- **Directive**: Rewrite the lines from the one containing "- **Query**: wire basket" through the end of the records, keeping every line. Scale only the bounding box coordinates in the answers by 0.55 and round each to the nearest whole number, with halves rounding up.

- **Provided records**:
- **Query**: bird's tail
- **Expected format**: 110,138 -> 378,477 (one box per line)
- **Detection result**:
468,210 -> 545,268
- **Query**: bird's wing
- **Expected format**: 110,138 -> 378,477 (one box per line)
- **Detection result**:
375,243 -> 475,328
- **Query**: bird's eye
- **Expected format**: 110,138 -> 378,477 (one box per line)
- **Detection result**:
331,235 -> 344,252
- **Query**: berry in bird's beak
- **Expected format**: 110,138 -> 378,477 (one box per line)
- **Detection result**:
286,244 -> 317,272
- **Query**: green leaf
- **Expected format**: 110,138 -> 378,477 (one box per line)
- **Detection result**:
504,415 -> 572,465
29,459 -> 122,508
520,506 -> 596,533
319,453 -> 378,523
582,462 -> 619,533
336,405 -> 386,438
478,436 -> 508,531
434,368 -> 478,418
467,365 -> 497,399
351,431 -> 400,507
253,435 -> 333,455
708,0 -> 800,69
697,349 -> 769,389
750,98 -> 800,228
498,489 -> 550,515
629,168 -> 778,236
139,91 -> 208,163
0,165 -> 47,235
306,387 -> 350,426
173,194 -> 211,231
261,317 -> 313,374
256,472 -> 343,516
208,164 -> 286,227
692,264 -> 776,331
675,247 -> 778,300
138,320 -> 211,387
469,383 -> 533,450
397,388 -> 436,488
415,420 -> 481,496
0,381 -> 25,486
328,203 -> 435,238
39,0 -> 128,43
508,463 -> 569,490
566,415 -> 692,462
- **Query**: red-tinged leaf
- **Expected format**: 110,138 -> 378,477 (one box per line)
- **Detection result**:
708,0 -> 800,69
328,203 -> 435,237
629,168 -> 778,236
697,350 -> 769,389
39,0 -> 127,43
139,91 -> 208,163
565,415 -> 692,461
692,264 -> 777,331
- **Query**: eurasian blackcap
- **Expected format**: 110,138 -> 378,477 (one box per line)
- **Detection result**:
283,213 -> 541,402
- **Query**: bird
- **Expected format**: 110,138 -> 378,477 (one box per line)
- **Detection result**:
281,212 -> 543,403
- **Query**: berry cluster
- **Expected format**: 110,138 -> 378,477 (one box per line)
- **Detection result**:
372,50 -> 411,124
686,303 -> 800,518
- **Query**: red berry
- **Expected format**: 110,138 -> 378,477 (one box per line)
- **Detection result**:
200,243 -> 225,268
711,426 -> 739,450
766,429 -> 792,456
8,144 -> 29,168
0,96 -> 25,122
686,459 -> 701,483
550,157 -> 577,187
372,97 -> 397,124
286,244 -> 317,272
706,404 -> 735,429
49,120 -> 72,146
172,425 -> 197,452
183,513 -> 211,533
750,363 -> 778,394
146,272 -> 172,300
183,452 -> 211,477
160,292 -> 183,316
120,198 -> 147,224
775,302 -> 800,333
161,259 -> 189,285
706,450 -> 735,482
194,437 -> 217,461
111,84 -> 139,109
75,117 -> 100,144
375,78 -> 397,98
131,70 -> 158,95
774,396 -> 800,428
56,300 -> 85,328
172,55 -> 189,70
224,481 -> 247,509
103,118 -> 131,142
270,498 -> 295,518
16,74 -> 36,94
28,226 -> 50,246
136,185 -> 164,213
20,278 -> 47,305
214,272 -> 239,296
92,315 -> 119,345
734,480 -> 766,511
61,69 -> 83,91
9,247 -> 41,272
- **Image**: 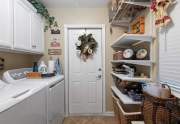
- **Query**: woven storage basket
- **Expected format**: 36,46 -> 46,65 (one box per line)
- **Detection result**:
112,95 -> 143,124
142,92 -> 176,124
166,101 -> 180,124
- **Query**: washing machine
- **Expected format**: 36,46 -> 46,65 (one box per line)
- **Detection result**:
3,68 -> 65,124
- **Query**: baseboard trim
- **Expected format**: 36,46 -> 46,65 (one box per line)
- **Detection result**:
68,111 -> 114,116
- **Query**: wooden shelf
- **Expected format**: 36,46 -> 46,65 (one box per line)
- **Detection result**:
111,86 -> 141,104
111,60 -> 153,66
111,72 -> 152,82
111,0 -> 151,27
111,33 -> 153,48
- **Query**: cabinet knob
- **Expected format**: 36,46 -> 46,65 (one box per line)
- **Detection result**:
32,45 -> 36,48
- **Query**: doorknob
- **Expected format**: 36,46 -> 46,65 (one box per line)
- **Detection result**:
98,68 -> 102,71
96,74 -> 102,79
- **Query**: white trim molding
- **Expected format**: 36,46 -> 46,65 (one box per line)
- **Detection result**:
64,24 -> 106,116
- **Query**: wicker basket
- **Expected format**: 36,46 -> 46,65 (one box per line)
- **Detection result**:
112,95 -> 142,124
166,101 -> 180,124
142,92 -> 177,124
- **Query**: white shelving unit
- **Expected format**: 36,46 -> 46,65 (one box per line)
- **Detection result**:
111,33 -> 155,104
111,72 -> 152,82
111,86 -> 141,105
111,33 -> 153,48
111,60 -> 154,67
111,0 -> 151,27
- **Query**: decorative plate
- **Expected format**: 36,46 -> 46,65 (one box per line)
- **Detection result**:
136,49 -> 148,59
123,49 -> 134,59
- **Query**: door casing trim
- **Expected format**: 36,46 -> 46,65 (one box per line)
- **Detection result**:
64,24 -> 106,116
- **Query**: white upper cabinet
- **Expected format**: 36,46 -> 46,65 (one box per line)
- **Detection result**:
31,12 -> 44,53
0,0 -> 13,48
14,0 -> 44,54
14,0 -> 31,50
0,0 -> 44,54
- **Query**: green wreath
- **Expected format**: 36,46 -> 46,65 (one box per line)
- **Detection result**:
76,34 -> 98,61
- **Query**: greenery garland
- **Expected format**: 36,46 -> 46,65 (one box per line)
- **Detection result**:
28,0 -> 58,32
76,34 -> 98,61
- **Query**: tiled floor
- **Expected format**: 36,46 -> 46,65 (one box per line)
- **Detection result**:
63,116 -> 118,124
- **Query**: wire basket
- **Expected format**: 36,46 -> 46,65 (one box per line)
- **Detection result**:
112,95 -> 143,124
142,92 -> 177,124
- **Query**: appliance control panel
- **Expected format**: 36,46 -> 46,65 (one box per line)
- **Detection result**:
8,68 -> 32,80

- **The solution**:
- **Query**: wire basket
- **Expected format**: 36,46 -> 46,65 (one box per line)
- **Detection result**:
62,52 -> 79,68
78,51 -> 97,68
- **Query**: appliance control panel
- **Expected format**: 36,46 -> 46,65 (one box per line)
- **Detection result**:
4,37 -> 18,44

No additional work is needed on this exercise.